WHAT YOU ARE ASKED TO DO: Scan the records for the line containing "Task: indicate one point per instance of the blue"; extract it and all later lines, verbatim, through the end, and nothing before it.

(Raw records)
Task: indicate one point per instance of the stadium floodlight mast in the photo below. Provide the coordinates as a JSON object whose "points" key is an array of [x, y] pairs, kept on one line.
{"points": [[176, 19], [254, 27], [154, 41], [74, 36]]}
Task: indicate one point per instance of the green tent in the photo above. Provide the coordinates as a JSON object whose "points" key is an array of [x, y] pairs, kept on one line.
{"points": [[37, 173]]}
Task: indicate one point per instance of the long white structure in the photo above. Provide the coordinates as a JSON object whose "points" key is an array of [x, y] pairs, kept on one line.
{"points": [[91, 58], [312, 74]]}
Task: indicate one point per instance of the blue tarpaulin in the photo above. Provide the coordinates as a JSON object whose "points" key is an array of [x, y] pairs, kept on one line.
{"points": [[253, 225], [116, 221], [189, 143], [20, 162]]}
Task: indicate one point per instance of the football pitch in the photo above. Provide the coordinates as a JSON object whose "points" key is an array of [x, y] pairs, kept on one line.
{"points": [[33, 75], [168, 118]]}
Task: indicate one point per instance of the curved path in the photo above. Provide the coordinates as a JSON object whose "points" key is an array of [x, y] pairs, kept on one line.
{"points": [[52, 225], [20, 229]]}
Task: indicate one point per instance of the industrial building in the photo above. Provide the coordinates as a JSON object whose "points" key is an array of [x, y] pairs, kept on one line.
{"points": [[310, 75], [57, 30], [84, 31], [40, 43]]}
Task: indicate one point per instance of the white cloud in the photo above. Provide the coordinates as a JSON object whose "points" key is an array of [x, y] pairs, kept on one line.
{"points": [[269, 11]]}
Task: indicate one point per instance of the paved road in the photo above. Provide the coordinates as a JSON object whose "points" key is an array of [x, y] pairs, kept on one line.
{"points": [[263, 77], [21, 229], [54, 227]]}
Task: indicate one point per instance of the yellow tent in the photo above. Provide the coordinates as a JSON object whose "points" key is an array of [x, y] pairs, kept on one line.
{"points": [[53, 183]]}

OUTPUT OF THE EXERCISE:
Task: indicate one point per instance of the blue tarpaulin in the photo above. Provide the coordinates as a JSON object whose "points" key is an array of [x, y] pairs, kept on one line.
{"points": [[253, 225], [116, 221], [189, 143], [20, 162]]}
Task: indicate one point per instance of the football pitch in the photo above. Provide the coordinates as a JSON object whose "points" key is an array of [x, y] pairs, kept on one line.
{"points": [[33, 75], [168, 118]]}
Task: indicate one point per instance of the curved path in the photo above. Provide the coordinates as a JSON object whose "points" key is an array of [x, y] pairs, kept on one line.
{"points": [[52, 225], [20, 229]]}
Task: indicate one point per instance of the industrial building in the photo above. Provide the coordinates as a JSON object whose "points" key is an array of [x, y] pairs, kept on one line.
{"points": [[310, 75], [57, 30], [84, 31], [40, 43]]}
Task: indicate one point per instance of the white cloud in the photo above. Provide the coordinates as a JSON object whose "points" key is an array of [x, y] pairs, kept on one line.
{"points": [[269, 11]]}
Task: indicate one point per instance of the paved road in the photo above. Provide the coordinates as a JSON object whose "points" key is an array of [x, y] pairs, kept on one line.
{"points": [[263, 77], [21, 229], [54, 227]]}
Task: indicate one point per instance of the yellow tent in the photo above. Provide the coordinates as a JSON object whose "points" key is an array of [x, y] pairs, kept on one line.
{"points": [[53, 183]]}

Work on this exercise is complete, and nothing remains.